----- Input data -----
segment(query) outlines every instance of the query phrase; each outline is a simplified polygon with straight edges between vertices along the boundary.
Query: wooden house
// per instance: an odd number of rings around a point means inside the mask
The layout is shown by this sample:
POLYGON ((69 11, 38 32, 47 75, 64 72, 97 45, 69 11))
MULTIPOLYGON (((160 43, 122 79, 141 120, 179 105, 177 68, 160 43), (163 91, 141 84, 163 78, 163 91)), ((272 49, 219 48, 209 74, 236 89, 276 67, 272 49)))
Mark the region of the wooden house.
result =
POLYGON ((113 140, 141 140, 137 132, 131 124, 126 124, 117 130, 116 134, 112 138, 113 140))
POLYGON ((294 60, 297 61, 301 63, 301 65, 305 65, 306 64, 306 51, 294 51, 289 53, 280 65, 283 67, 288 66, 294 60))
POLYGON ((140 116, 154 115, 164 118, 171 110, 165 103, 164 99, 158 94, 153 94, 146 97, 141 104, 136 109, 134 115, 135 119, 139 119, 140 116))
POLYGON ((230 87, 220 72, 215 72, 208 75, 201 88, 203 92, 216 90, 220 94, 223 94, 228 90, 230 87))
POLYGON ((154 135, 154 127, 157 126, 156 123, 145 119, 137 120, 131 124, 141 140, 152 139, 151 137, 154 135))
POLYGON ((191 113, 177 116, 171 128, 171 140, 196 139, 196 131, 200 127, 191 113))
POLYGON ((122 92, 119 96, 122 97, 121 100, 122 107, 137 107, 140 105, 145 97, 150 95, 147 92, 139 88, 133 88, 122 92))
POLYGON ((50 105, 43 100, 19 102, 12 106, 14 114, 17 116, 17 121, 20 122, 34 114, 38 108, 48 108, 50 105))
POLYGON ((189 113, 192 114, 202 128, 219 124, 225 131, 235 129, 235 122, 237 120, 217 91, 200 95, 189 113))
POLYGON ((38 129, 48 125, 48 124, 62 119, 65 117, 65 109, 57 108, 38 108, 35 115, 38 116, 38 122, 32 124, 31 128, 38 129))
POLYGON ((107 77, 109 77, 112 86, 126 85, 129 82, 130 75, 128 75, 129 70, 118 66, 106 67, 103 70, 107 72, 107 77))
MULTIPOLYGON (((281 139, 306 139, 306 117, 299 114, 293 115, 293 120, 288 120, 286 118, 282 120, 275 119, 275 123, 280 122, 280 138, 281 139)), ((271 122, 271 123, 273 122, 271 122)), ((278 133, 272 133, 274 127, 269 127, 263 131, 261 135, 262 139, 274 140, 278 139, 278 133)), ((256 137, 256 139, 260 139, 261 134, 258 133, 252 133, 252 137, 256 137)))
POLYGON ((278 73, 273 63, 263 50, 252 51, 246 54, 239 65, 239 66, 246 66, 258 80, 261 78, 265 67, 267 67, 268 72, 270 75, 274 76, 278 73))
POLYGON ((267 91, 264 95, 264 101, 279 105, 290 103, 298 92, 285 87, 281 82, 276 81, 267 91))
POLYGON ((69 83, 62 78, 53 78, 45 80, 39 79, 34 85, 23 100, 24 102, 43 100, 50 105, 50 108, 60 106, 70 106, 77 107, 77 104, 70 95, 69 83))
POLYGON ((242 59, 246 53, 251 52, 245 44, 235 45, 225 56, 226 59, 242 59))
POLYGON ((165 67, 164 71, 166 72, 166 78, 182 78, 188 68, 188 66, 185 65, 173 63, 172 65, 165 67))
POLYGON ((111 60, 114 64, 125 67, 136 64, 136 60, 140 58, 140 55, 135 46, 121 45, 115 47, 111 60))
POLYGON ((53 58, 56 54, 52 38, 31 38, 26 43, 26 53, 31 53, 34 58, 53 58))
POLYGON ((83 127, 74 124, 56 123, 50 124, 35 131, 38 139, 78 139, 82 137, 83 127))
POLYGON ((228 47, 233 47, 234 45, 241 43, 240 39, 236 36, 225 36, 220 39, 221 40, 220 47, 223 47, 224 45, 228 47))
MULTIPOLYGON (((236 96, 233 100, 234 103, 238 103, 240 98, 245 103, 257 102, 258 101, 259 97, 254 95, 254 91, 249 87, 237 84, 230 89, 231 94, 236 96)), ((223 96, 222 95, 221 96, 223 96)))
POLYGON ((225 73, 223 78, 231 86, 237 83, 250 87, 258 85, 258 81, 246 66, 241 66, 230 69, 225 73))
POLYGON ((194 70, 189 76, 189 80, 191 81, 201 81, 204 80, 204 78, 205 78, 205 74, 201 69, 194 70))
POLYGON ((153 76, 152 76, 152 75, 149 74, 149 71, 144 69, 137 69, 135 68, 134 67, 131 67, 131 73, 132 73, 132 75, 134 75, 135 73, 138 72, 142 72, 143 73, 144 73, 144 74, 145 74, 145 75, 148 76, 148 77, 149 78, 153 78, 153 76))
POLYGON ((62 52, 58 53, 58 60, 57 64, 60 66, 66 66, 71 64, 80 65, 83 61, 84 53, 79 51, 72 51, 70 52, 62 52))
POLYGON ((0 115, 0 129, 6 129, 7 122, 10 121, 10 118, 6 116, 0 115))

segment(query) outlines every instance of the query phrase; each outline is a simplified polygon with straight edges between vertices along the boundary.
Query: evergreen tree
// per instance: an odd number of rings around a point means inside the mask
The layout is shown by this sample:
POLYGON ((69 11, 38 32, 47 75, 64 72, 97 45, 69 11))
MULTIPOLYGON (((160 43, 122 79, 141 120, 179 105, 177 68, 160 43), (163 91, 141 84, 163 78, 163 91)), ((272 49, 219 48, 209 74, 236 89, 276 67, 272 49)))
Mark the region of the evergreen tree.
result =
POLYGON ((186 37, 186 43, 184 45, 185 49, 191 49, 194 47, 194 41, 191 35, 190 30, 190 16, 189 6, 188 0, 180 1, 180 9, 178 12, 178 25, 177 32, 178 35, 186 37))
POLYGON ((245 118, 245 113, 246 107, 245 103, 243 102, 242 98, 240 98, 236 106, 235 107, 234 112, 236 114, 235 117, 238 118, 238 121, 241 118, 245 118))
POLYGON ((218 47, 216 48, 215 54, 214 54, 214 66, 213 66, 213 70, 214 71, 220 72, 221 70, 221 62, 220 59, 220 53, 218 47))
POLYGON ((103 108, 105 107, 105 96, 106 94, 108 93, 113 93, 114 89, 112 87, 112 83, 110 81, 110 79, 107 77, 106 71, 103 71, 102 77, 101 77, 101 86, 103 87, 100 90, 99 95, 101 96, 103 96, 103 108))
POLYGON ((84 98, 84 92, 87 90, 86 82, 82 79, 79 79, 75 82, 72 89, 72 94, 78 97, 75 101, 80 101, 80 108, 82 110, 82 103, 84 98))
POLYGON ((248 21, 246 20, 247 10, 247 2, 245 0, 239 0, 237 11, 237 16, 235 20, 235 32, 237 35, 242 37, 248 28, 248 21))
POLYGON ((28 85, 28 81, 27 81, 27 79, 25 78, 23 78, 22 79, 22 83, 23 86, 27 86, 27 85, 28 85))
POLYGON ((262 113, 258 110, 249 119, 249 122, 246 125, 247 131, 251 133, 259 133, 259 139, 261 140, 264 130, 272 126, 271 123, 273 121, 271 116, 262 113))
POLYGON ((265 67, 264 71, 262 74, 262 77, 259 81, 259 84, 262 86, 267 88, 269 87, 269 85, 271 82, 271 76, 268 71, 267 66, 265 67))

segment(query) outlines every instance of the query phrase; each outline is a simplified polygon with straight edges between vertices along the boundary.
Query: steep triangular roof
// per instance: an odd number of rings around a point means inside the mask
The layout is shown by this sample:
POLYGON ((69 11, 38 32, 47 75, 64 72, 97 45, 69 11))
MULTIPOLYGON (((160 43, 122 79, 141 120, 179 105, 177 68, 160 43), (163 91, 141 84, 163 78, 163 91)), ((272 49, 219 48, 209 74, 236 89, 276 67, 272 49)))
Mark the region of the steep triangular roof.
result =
-----
● **Your task**
Swap "wooden house" for "timber cabin" in the lines from the start of the records up to and including the line with "POLYGON ((113 140, 141", and give only those lines with all other text unchanged.

● **Full solution**
segment(query) outlines every instance of the query phrase; each outline is a simplified polygon with straight edges between vertices along the boundary.
Query: timber cabin
// per instance: an odd number of rings around a point means inside the mask
The layout is shown by this sample:
POLYGON ((69 11, 38 32, 47 75, 64 72, 97 45, 69 11))
MULTIPOLYGON (((160 43, 122 79, 141 120, 179 105, 177 68, 160 43), (163 91, 141 84, 163 78, 163 91)), ((272 49, 219 48, 209 74, 236 89, 276 67, 272 49)))
Mark the region of the timber cabin.
result =
POLYGON ((113 140, 141 140, 137 132, 131 124, 126 124, 117 130, 116 134, 112 138, 113 140))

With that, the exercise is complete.